═══ DATA YANG TERSEDIA

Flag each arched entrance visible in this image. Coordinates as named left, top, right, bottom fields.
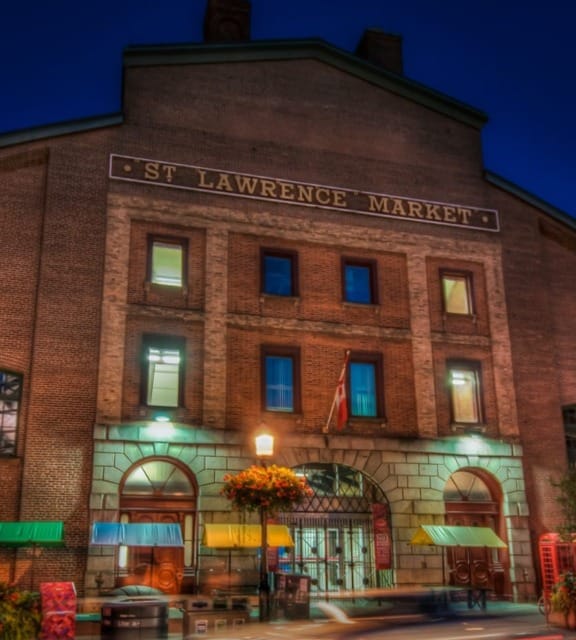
left=280, top=462, right=393, bottom=592
left=444, top=469, right=509, bottom=597
left=118, top=458, right=197, bottom=594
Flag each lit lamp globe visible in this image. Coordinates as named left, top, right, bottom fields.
left=254, top=433, right=274, bottom=458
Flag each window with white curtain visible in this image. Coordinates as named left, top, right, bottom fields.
left=143, top=335, right=184, bottom=407
left=262, top=347, right=299, bottom=413
left=440, top=271, right=473, bottom=315
left=448, top=362, right=482, bottom=424
left=148, top=238, right=186, bottom=287
left=349, top=360, right=378, bottom=417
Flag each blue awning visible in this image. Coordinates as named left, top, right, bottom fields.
left=90, top=522, right=184, bottom=547
left=0, top=521, right=64, bottom=547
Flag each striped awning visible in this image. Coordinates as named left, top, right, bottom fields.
left=0, top=520, right=64, bottom=547
left=202, top=524, right=294, bottom=549
left=90, top=522, right=184, bottom=547
left=410, top=524, right=506, bottom=549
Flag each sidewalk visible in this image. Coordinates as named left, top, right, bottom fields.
left=76, top=601, right=548, bottom=640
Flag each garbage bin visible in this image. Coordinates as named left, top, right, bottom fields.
left=100, top=600, right=168, bottom=640
left=274, top=573, right=310, bottom=620
left=182, top=598, right=250, bottom=640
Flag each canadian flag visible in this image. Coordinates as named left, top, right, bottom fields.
left=324, top=351, right=350, bottom=433
left=334, top=366, right=348, bottom=431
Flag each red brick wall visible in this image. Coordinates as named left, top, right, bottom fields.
left=0, top=134, right=112, bottom=585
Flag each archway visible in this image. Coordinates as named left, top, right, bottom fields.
left=279, top=462, right=393, bottom=592
left=118, top=458, right=197, bottom=594
left=444, top=468, right=509, bottom=597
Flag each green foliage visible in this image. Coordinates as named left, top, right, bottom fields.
left=0, top=582, right=42, bottom=640
left=551, top=469, right=576, bottom=538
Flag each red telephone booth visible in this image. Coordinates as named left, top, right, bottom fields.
left=538, top=533, right=576, bottom=610
left=40, top=582, right=76, bottom=640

══════

Perbarui semua item di atas dengan mengganti "Flag each" menjadi "Mark each" dan biarkan bagian lainnya tetap sama. Jangan sertakan gambar dalam jawaban.

# JAWABAN YANG DIHARAPKAN
Mark each arched entrance visible in this image. Coordinates as named left, top, right, bottom fields.
left=280, top=462, right=393, bottom=592
left=444, top=469, right=509, bottom=597
left=118, top=458, right=197, bottom=594
Mark each lit lamp globe visible in this image. Coordinates as named left, top, right, bottom fields.
left=254, top=433, right=274, bottom=458
Mark each window with white curtain visible in this image. Coordinates as named left, top, right, bottom fields.
left=143, top=335, right=184, bottom=407
left=262, top=347, right=299, bottom=413
left=440, top=271, right=473, bottom=315
left=448, top=362, right=482, bottom=424
left=148, top=238, right=186, bottom=287
left=349, top=360, right=378, bottom=417
Mark each blue awning visible in this image. Coordinates as named left, top, right, bottom fields.
left=90, top=522, right=184, bottom=547
left=0, top=521, right=64, bottom=547
Mark each striped awning visible in this image. Coordinates as named left, top, right, bottom fields.
left=0, top=520, right=64, bottom=547
left=202, top=524, right=294, bottom=549
left=90, top=522, right=184, bottom=547
left=410, top=524, right=506, bottom=549
Mark each sidewalk visible in this image. Coordinates as named left, top, right, bottom fields.
left=76, top=601, right=548, bottom=640
Mark each garbage bin visible in this image. Coordinates as named left, top, right, bottom fields.
left=100, top=600, right=168, bottom=640
left=274, top=573, right=310, bottom=620
left=182, top=598, right=250, bottom=640
Mark each canadian flag visible in this image. Coordinates as named left, top, right, bottom fields.
left=324, top=351, right=350, bottom=433
left=334, top=366, right=348, bottom=431
Mark each red brick wall visible in this image. Coordinates as named left, top, right, bottom fields.
left=0, top=134, right=112, bottom=585
Mark each archway visible in this image. Coordinates as named left, top, right, bottom fields.
left=279, top=462, right=393, bottom=592
left=118, top=458, right=197, bottom=594
left=444, top=468, right=509, bottom=597
Mark each green foliage visible in this image. Coordinates as named left, top, right, bottom fields.
left=0, top=582, right=42, bottom=640
left=551, top=469, right=576, bottom=538
Mark each red telephone booth visible in this image. Coordinates as named left, top, right, bottom fields.
left=538, top=533, right=576, bottom=610
left=40, top=582, right=76, bottom=640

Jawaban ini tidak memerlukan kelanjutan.